▶ _Exercise objective_
In full and unchanged, set down the entries that follow, with no images.

[[ Record set open ]]

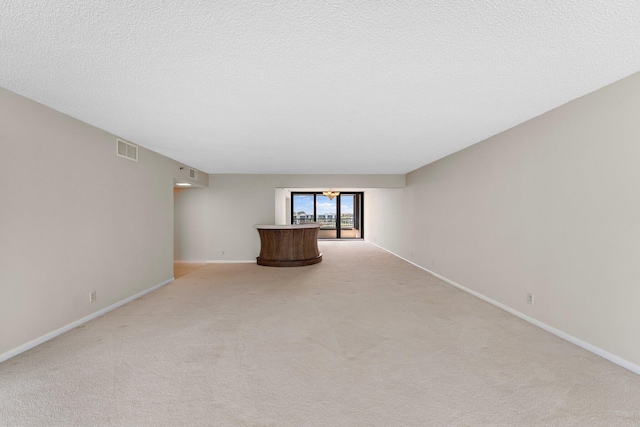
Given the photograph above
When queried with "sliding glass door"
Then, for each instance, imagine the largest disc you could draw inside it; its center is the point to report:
(341, 216)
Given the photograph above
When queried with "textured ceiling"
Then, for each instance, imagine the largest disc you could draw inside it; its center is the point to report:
(313, 87)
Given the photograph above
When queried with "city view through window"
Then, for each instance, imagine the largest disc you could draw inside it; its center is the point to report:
(325, 210)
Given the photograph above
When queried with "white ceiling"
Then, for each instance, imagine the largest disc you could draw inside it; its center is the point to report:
(342, 86)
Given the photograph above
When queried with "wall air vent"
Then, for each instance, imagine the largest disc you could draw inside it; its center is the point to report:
(193, 173)
(127, 150)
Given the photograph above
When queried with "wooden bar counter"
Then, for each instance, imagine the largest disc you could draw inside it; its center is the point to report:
(289, 245)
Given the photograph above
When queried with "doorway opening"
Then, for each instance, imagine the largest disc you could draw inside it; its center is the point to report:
(342, 217)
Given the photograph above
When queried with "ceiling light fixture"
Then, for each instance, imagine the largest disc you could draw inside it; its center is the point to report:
(331, 194)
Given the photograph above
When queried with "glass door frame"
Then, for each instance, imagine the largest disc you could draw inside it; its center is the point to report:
(358, 208)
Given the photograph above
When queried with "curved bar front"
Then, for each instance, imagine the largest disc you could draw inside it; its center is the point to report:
(289, 245)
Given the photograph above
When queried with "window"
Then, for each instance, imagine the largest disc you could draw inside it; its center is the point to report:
(341, 217)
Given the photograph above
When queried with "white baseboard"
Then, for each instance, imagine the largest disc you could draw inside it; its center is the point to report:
(21, 349)
(565, 336)
(230, 261)
(185, 261)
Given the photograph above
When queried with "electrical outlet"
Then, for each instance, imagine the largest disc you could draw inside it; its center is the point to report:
(530, 299)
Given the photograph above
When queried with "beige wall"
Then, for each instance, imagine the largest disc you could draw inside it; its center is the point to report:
(75, 218)
(221, 218)
(550, 207)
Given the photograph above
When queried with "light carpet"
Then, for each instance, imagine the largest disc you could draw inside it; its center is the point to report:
(361, 339)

[[ Record set closed ]]

▶ _Task answer_
Given the photograph above
When queried with "sliding glass door"
Then, for each instance, imagine the largest disc you could draw inside it; its center is the point to report:
(341, 216)
Given the photograph above
When queried with "textured ceiling"
Then, for each instance, imagine the largest disc you could draw inside it; its center is the point to report:
(313, 87)
Given the photograph above
When queried with "city view through window"
Then, for each instance, imagine the largest disc you could draw inside it; its center is the point to report:
(325, 210)
Given the photograph above
When queried with "white ceiling"
Then, for each instance, imagine the largest disc you could draw inside it; its center is the point to report:
(342, 86)
Given the photograph above
When queried with "wall air vent"
Then, for each instance, imagine the largest disc you could draw inside it; its center is the point to report:
(193, 173)
(127, 150)
Given the photograph above
When queried with "wooden bar counter"
Then, for each instance, imagine the largest disc you could draw inside it; its center is the point to report:
(289, 245)
Given the photograph above
When queried with "doorway opening"
Then, for each instance, imagine the largest disc you could draw inside it; its center is the point to report:
(342, 217)
Given the photograph above
When queried with "ceiling light fixture"
Then, for each instance, imagine the largest disc you could draw inside it; its center is the point to report:
(331, 194)
Given the photograph above
When queried with "glass door frame"
Then, for each instance, imagine the largest disc you could draw inside it; its center is the point to report:
(358, 208)
Given the photograph above
When queried with "curved bar front"
Then, for each instance, imagine the largest disc you could draw inside it; its center is the point to report:
(289, 245)
Given the photograph above
When queried with "window"
Then, for each instance, imagine the largest disc you could draw inside it; its center is the point to report:
(341, 217)
Given the photograph above
When queried with "white baseboard"
Then, for each instance, imagine the largest disc you could draw inside it; its center is the point to report:
(21, 349)
(565, 336)
(230, 261)
(185, 261)
Given the photograph above
When queried with "electrical outlet"
Then, for each instance, imagine the largest disc you could draw inside it; its center is the point to report:
(530, 299)
Given the photograph above
When queried with "beige wall"
Then, for each instance, imagine the largest disc you could draw inside it; its center is the point to report:
(75, 218)
(221, 218)
(550, 207)
Given the photograph above
When queried with "light carpet"
Then, for each instance, imagine the largest disc you could draw inside it; its center is the point to report:
(361, 339)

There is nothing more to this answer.